:: Required action ::
Reproduce every entry below word for word, leaving out the pictures.
>>>
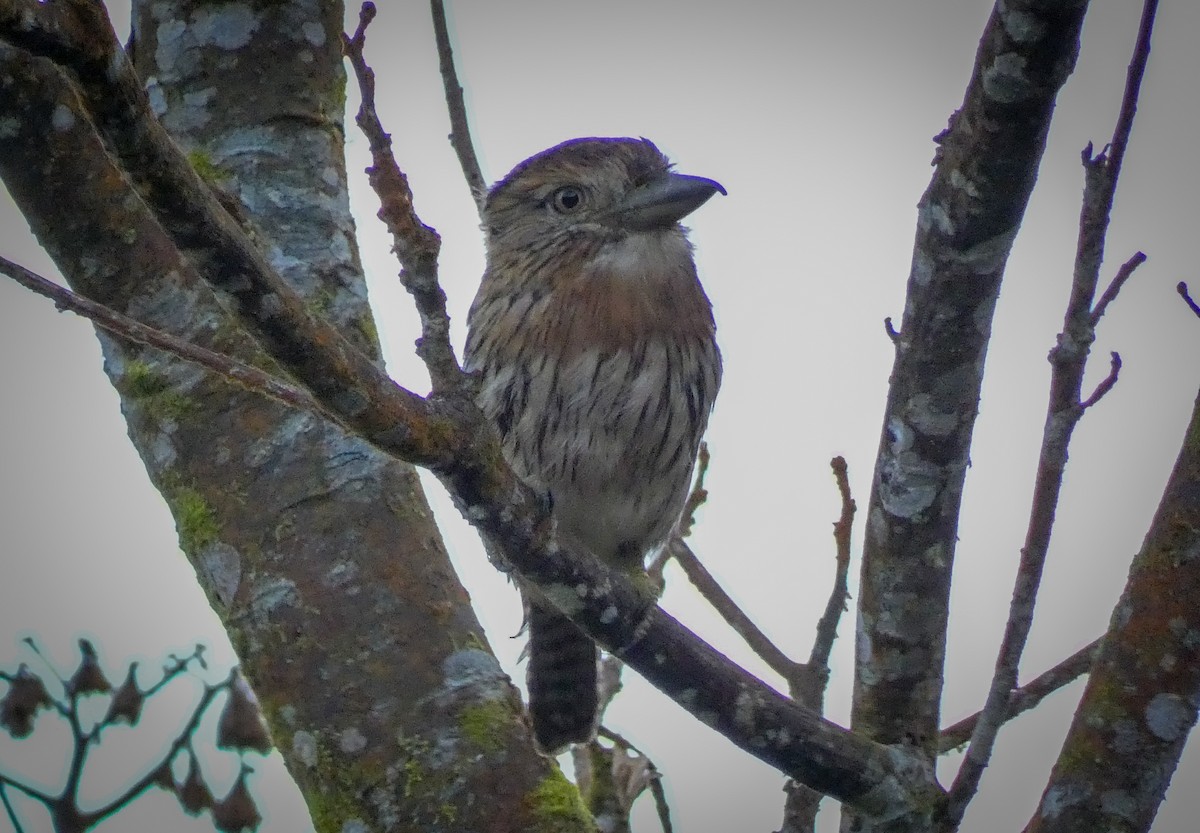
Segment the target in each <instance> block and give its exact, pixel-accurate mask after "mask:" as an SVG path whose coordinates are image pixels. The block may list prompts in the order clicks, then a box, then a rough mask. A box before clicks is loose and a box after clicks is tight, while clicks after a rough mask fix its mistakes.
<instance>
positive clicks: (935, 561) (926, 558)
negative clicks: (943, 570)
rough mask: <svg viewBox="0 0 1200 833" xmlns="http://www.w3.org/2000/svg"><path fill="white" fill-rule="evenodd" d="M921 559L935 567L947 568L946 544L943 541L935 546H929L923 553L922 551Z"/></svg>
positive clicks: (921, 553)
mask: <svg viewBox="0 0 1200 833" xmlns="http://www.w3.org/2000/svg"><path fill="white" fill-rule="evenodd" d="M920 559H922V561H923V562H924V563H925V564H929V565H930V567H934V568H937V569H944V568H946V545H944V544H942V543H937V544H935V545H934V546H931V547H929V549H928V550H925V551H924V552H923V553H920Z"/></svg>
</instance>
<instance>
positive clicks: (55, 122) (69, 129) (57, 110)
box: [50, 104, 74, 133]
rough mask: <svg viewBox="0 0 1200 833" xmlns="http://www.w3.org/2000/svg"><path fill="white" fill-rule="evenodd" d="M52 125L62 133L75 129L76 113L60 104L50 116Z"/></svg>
<<<
:: Solution to the exercise ::
Segment the target in each <instance> block and give its exact, pixel-accurate mask after "mask:" as an SVG path whose coordinates are image pixels. The block may list prompts in the order clicks, then a box, then a rough mask. A box before clicks is loose and a box after clicks is tight, while clicks after a rough mask fix its mistakes.
<instance>
positive clicks: (935, 561) (926, 558)
negative clicks: (943, 570)
rough mask: <svg viewBox="0 0 1200 833" xmlns="http://www.w3.org/2000/svg"><path fill="white" fill-rule="evenodd" d="M921 559L935 567L947 568L946 544L943 541L935 546H929L923 553L922 551Z"/></svg>
positive clicks: (921, 553)
mask: <svg viewBox="0 0 1200 833" xmlns="http://www.w3.org/2000/svg"><path fill="white" fill-rule="evenodd" d="M920 559H922V561H923V562H924V563H925V564H929V565H930V567H934V568H937V569H944V568H946V545H944V544H942V543H937V544H935V545H934V546H931V547H929V549H928V550H925V551H924V552H923V553H920Z"/></svg>
</instance>
<instance>
positive clicks: (55, 122) (69, 129) (57, 110)
box: [50, 104, 74, 133]
rough mask: <svg viewBox="0 0 1200 833" xmlns="http://www.w3.org/2000/svg"><path fill="white" fill-rule="evenodd" d="M52 125L62 133L75 129L76 113L60 104L50 116Z"/></svg>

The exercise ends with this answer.